Short problem
Please copy out the entries below word for word, starting at their beginning and ending with the line that contains "[(94, 356), (1014, 346), (739, 356)]", with that line included. Leave out the pictures.

Dataset records
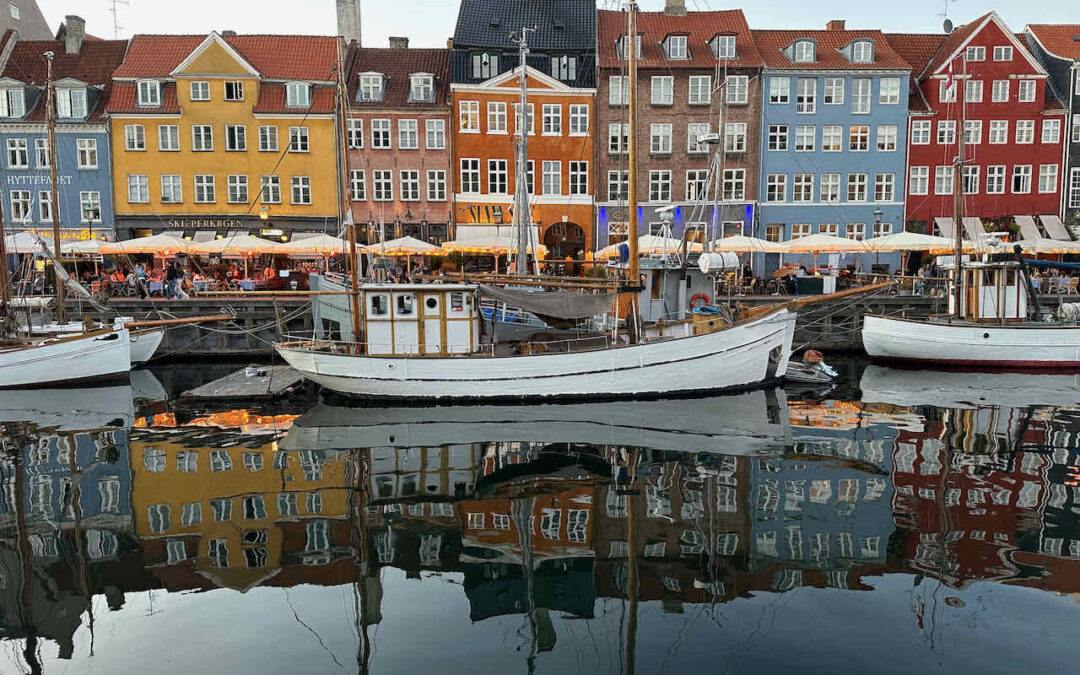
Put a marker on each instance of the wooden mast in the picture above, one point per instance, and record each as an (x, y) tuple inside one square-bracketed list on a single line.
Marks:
[(54, 202)]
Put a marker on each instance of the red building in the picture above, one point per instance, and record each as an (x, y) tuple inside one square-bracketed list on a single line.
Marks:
[(1014, 126)]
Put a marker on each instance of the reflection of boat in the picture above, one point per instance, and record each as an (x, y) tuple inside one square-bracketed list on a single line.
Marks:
[(750, 422), (968, 390)]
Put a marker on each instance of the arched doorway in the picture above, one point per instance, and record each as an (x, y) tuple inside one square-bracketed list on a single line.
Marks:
[(564, 240)]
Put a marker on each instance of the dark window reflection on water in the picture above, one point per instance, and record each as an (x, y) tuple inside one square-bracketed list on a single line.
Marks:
[(903, 521)]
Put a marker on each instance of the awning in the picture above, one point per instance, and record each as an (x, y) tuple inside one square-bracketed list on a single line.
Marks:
[(1055, 228)]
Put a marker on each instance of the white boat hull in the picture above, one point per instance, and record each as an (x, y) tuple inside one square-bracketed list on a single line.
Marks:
[(94, 356), (1014, 346), (739, 356)]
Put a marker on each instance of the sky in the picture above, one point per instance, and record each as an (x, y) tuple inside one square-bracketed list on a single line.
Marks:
[(403, 17)]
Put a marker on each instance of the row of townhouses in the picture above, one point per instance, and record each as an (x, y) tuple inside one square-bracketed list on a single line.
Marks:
[(834, 131)]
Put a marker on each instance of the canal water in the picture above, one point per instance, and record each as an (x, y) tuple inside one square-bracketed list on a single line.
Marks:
[(901, 522)]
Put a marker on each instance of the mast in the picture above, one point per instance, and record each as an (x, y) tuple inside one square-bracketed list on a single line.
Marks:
[(54, 202)]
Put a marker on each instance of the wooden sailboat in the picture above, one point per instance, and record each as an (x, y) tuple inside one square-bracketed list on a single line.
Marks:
[(423, 341), (988, 323)]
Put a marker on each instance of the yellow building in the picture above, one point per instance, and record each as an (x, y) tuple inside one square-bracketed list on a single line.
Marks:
[(225, 133)]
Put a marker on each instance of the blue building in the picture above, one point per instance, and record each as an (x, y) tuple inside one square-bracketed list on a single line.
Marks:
[(82, 72), (834, 117)]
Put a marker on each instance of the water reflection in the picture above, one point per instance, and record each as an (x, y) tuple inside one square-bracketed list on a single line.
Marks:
[(553, 537)]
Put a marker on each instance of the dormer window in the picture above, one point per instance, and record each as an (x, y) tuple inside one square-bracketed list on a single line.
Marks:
[(804, 52), (71, 103), (370, 86), (297, 95), (564, 68), (862, 52), (676, 48), (421, 88), (149, 93)]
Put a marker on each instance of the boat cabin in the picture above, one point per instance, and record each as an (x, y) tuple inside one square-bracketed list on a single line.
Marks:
[(993, 292), (401, 320)]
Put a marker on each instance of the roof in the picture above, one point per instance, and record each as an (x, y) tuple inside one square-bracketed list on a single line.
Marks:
[(770, 43), (278, 57), (397, 65), (700, 27), (561, 24), (1061, 40)]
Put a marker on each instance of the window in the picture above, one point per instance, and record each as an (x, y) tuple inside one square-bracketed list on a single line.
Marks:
[(235, 137), (660, 138), (807, 96), (885, 187), (270, 188), (579, 177), (778, 136), (662, 90), (660, 186), (1051, 131), (856, 187), (297, 95), (859, 138), (1048, 178), (468, 117), (918, 181), (202, 138), (889, 93), (552, 120), (436, 134), (149, 93), (552, 177), (996, 179), (470, 176), (238, 189), (436, 185), (298, 138), (946, 132), (775, 188), (358, 187), (861, 95), (172, 190), (1025, 132), (134, 137), (204, 189), (138, 190), (701, 89)]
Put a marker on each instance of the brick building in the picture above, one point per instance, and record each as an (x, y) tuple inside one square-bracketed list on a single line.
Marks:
[(697, 70), (399, 147)]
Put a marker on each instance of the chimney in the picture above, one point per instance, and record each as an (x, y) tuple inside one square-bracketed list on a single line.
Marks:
[(675, 8), (349, 19), (75, 34)]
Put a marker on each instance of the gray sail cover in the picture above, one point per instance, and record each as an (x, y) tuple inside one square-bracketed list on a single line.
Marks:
[(555, 304)]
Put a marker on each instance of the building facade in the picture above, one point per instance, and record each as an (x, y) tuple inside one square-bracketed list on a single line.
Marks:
[(698, 73), (213, 134), (1013, 130), (561, 93), (82, 73), (397, 123), (834, 111), (1058, 52)]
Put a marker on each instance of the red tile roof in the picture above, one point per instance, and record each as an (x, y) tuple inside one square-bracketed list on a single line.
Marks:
[(397, 65), (770, 43), (280, 57), (700, 26), (1062, 40)]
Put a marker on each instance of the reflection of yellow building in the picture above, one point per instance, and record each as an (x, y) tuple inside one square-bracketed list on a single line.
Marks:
[(235, 513), (210, 131)]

Task output
Put a marker on each instance of the wooden mast in the picture above, one point per instance, and record each as an (x, y) tuple inside one square-bracketed list on a single line.
Marks:
[(54, 202)]
Put a marker on each instance of the red building in the picture above, one point per instance, and record each as an (x, y) tuple inside one square-bracketed list on a single line.
Marks:
[(1014, 126)]
Put a marker on each instance of the reflection of boat in the picture above, one point per instance, and record each as an (x, y) tuple inside one square-bracketed list on a single line.
Marks:
[(750, 422), (968, 390)]
Put a marker on each instance of the arched doorway in the picture above, one point per instance, and record each as an (x, y) tuple inside one square-bracketed list on a single line.
Marks:
[(564, 240)]
Put a marker on each instance of the dark window reflection on water in the picture above, one point per instance, and record each as an (x, y) tuple inside one square-bracketed list on a single line.
Marks:
[(903, 521)]
Put a marker on each instance of the awning in the picture above, one point per instance, and record each as an (x, y) tuple inside one square-bracketed list on a single line.
Marks:
[(1055, 228)]
Put a marker on each instance of the white boat hull in the picture above, one point per instance, and record each as an (x, y) tuple inside one square-bracketed list on a single line.
Marks:
[(94, 356), (1014, 346), (739, 356)]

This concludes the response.